Texto para leitura
· · · · ·
Musiqualidade

R E S E N H A

Cantores: NANA, DORI e DANILO CAYMMI
CD: “CAYMMI”
Gravadora: SOM LIVRE

Se no dia 30 de abril de 2014 vivo estivesse, o grande Dorival Caymmi estaria completando seu centenário de nascimento. Tido como um dos maiores formatadores da canção popular brasileira junto com Noel Rosa, Tom Jobim, Ary Barroso e poucos outros, Caymmi também cantava e pintava quadros nos quais abordava temas diversos. Um deles, seu auto-retrato, foi o escolhido pelos três filhos artistas, Nana, Dori e Danilo, para emoldurar a capa do CD intitulado “Caymmi”, o qual foi gravado pelos três no começo deste ano e acaba de chegar ao mercado através da gravadora Som Livre, tendo como objetivo dar início às homenagens que certamente serão multiplamente rendidas ao Buda Nagô (alcunha dada por Gilberto Gil em referência ao seu estilo descansado de ser, tido, inclusive, como uma característica dos bons baianos) até o final do próximo ano.
· · · · ·
Registros de rotulagem de locais
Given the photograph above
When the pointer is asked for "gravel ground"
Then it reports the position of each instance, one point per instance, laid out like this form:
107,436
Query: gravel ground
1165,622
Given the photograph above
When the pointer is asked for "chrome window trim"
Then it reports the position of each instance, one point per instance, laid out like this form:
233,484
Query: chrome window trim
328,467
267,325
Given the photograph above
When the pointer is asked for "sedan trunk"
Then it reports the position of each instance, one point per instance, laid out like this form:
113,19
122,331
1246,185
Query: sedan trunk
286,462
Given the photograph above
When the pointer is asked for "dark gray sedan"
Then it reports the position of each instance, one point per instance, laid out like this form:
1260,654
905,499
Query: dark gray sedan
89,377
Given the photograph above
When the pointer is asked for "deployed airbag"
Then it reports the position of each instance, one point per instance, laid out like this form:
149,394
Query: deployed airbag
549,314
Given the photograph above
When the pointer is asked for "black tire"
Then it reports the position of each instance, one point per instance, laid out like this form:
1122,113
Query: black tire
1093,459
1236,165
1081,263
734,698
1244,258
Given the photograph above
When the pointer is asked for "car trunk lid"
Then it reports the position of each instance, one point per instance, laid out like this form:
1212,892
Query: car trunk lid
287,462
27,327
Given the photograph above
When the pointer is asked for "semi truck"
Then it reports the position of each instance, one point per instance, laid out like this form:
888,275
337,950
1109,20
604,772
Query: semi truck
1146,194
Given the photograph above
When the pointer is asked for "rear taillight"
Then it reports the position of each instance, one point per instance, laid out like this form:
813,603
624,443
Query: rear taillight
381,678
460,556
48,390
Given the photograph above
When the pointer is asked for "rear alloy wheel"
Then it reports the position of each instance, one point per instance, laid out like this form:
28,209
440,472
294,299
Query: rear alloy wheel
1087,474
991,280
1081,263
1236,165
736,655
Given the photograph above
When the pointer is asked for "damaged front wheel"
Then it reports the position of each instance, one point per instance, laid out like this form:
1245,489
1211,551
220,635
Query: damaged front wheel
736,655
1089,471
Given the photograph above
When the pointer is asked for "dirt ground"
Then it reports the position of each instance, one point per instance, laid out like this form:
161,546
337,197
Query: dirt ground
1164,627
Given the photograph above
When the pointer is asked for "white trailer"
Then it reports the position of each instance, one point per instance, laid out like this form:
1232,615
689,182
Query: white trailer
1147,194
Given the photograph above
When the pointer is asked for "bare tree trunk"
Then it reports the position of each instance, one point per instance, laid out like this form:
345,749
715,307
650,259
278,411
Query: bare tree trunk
· · · · ·
Tarefas a realizar
(a) Traduza para o inglês esta frase da resenha sobre o CD “Caymmi”: “Se no dia 30 de abril de 2014 vivo estivesse, o grande Dorival Caymmi estaria completando seu centenário de nascimento.”
(b) Segundo a resenha sobre o CD “Caymmi”, quem deu a Dorival Caymmi a alcunha de Buda Nagô?

Respostas em ordem
(a) Had he been alive on April 30, 2014, the great Dorival Caymmi would have been celebrating the centenary of his birth.

(b) Gilberto Gil.